▶ **TEXT BLOCK**
________________________

At this point we start the Bartlett test:

bartlett.test(dati, groups)

Bartlett test of homogeneity of variances

data:  dati and groups
Bartlett's K-squared = 0.4822, df = 3, p-value = 0.9228

The function gave us the value of the statistical tests (K squared), and the p-value. Can be argued that the variances are homogeneous since p-value > 0.05. Alternatively, we can compare the Bartlett’s K-squared with the value of chi-square-tables; we compute that value, assigning the value of alpha and degrees of freedom at the qchisq function:

qchisq(0.950, 3)
 7.814728

Chi-squared > Bartlett’s K-squared: we accept the null hypothesis H0 (variances homogeneity)

We try now to check the homoskedasticity, with the Fligner-Killeen test.
The syntax is quite similar, and then proceed quickly.

a = c(65, 48, 66, 75, 70, 55)
b = c(64, 44, 70, 70, 68, 59)
c = c(60, 50, 65, 69, 69, 57)
d = c(62, 46, 68, 72, 67, 56)

dati = c(a, b, c, d)

groups = factor(rep(letters[1:4], each = 6))

fligner.test(dati, groups)

________________________

▶ **SUPPLIED DATA**

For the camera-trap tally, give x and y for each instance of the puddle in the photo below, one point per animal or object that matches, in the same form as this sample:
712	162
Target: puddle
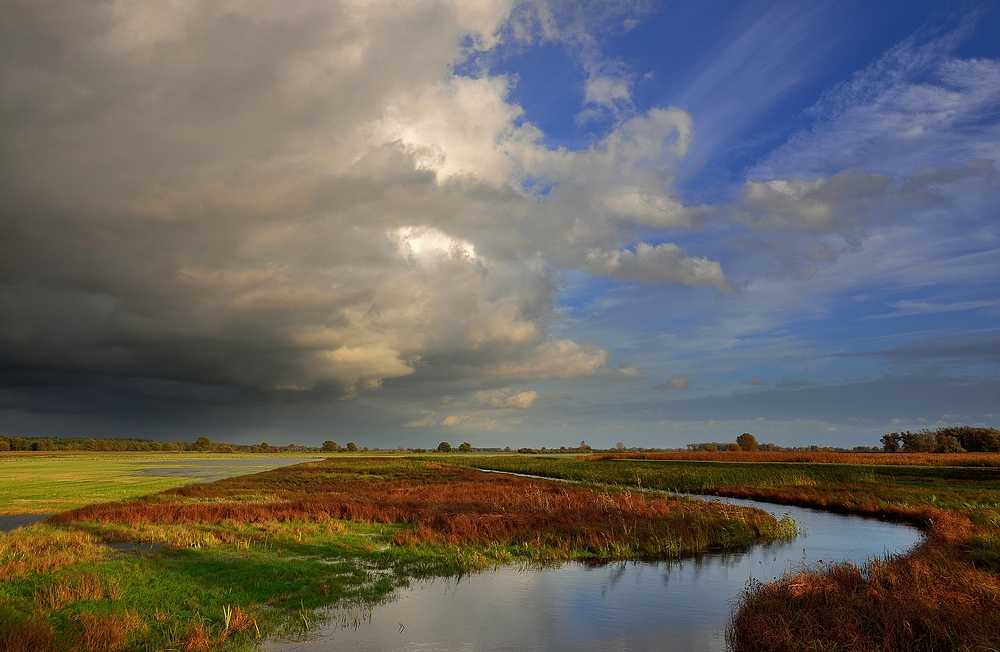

________________________

▶ **INSTRUCTIONS**
a) In the tutorial on variance homogeneity tests, rewrite the passage from "The function gave" to "70, 68, 59)", using "homogeneity of variances" in place of "homoskedasticity".
b) Answer these questions from the tutorial on variance homogeneity tests, one per line:
(i) What p-value did the Bartlett test report?
(ii) What value did qchisq(0.950, 3) return?
(iii) Which test is used next to check homoskedasticity?
c) Extend the tutorial on variance homogeneity tests, picking up after its final line.

▶ **EXERCISE RESPONSES**
a)
The function gave us the value of the statistical tests (K squared), and the p-value. Can be argued that the variances are homogeneous since p-value > 0.05. Alternatively, we can compare the Bartlett’s K-squared with the value of chi-square-tables; we compute that value, assigning the value of alpha and degrees of freedom at the qchisq function:

qchisq(0.950, 3)
 7.814728

Chi-squared > Bartlett’s K-squared: we accept the null hypothesis H0 (variances homogeneity)

We try now to check the homogeneity of variances, with the Fligner-Killeen test.
The syntax is quite similar, and then proceed quickly.

a = c(65, 48, 66, 75, 70, 55)
b = c(64, 44, 70, 70, 68, 59)

b)
(i) 0.9228
(ii) 7.814728
(iii) The Fligner-Killeen test

c)
Fligner-Killeen test of homogeneity of variances

data:  dati and groups
Fligner-Killeen:med chi-squared = 0.1316, df = 3, p-value = 0.9878

The conclusions are similar to those for the test of Bartlett.

Having verified the homoskedasticity of the 4 groups, we can proceed with the ANOVA model.

First organize the values, fitting the model:

fit = lm(formula = dati ~ groups)

Then we analyze the ANOVA model:

anova (fit)

Analysis of Variance Table

Response: dati
Df  Sum Sq Mean Sq F value Pr(>F)
groups     3    8.46    2.82  0.0327 0.9918
Residuals 20 1726.50   86.33  

The output of the function is a classical ANOVA table with the following data:
Df = degree of freedom
Sum Sq = deviance (within groups, and residual)
Mean Sq = variance (within groups, and residual)
F value = the value of the Fisher statistic test, so computed (variance within groups) / (variance residual)
Pr(>F) = p-value

Since p-value > 0.05, we accept the null hypothesis H0: the four means are statistically equal. We can also compare the computed F-value with the tabulated F-value:

qf(0.950, 20, 3)
 8.66019

Tabulated F-value > computed F-value: we accept the null hyptohesis.